◆ **ABOUT THIS EXERCISE**
Once you know how many lines below hold "small", reply with that number and add nothing.

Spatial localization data
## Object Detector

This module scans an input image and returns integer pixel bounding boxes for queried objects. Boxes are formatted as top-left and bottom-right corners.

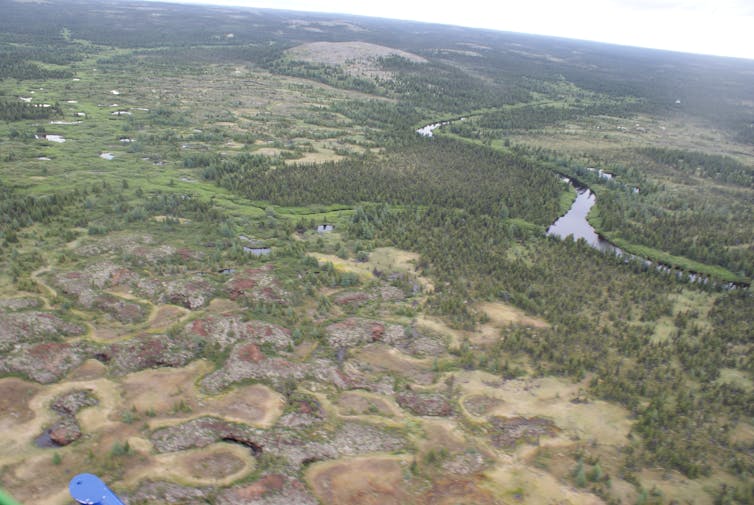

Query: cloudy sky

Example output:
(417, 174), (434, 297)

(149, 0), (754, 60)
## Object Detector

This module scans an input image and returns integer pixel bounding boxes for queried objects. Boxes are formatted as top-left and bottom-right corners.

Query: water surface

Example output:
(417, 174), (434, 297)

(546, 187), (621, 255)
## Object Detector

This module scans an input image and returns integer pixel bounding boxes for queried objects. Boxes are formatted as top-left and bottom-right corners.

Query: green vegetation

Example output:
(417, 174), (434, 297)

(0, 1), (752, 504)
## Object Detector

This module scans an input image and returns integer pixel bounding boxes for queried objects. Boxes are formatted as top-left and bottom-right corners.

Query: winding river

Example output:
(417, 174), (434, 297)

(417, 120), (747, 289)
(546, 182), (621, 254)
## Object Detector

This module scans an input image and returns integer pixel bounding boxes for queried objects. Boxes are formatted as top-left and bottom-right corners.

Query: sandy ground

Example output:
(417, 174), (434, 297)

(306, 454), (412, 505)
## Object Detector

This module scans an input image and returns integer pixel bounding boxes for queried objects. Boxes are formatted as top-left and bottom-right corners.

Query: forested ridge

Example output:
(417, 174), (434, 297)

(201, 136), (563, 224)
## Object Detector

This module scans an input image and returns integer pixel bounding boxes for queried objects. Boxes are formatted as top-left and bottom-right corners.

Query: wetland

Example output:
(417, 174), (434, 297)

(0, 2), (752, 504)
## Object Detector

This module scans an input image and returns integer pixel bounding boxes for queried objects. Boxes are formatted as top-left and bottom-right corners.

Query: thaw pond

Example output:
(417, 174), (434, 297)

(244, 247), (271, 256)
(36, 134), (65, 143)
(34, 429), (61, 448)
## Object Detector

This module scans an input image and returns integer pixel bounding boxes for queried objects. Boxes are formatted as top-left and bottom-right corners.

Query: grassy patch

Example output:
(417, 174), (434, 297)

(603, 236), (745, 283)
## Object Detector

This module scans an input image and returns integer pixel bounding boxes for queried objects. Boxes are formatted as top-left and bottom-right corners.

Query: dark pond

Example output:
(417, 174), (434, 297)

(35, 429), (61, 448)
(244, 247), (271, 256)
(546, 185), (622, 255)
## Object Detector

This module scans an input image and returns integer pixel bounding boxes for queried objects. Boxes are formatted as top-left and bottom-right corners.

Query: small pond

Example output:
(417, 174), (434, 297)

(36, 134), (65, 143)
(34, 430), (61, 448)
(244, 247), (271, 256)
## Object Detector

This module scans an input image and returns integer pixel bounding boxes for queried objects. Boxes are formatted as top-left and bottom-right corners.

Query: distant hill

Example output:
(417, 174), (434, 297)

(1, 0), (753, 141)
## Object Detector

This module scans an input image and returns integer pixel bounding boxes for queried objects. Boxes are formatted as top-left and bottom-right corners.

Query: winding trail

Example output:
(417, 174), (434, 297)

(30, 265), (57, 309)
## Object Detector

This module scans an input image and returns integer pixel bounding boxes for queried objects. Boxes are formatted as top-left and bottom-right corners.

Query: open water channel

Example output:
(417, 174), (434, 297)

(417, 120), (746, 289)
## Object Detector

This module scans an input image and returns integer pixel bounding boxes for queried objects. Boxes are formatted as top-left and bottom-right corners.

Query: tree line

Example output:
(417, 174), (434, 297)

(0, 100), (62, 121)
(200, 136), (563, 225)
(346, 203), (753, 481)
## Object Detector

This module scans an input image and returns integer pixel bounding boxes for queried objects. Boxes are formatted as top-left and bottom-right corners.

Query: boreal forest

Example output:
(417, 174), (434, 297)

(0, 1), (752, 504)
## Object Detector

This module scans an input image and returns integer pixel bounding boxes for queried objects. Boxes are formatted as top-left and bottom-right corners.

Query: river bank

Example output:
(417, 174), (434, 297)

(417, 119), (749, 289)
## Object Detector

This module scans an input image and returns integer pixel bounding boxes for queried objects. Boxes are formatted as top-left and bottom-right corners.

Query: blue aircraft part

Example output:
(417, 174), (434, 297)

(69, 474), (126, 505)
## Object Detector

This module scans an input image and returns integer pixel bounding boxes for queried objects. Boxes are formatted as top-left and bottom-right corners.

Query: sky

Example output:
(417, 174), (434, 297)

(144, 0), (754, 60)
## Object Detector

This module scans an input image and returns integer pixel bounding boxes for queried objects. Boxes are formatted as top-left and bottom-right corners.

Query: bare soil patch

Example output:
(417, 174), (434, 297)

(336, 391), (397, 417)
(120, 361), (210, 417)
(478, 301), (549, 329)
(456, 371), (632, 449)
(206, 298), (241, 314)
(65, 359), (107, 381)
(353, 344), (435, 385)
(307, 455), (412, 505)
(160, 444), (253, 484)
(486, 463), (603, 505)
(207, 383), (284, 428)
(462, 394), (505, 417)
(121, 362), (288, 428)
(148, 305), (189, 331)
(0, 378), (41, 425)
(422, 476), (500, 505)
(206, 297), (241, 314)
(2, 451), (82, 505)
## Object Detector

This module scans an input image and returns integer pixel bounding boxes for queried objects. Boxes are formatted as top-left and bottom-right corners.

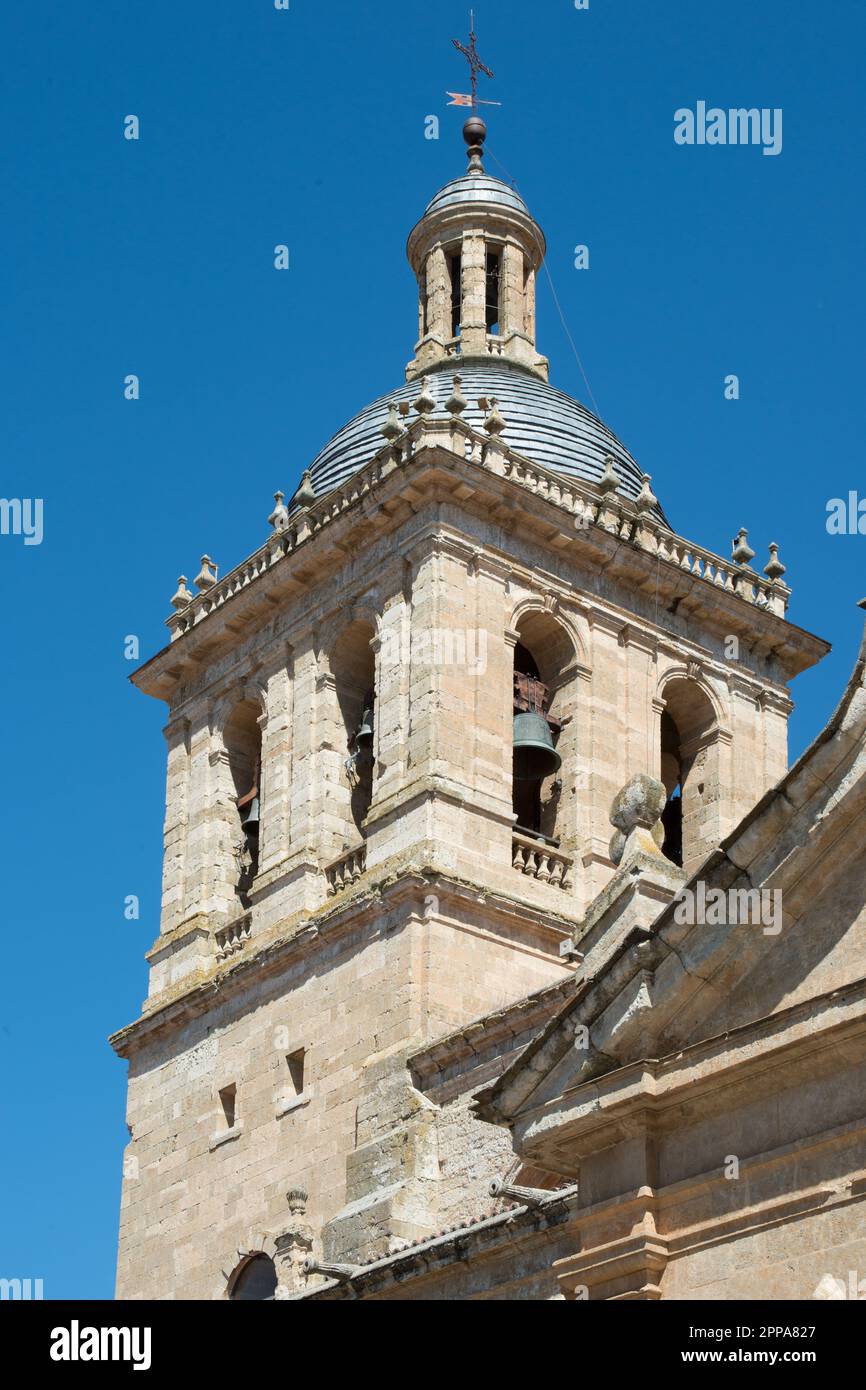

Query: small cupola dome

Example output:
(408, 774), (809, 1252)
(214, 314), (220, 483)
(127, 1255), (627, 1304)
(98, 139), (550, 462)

◆ **EXERCISE RESULT**
2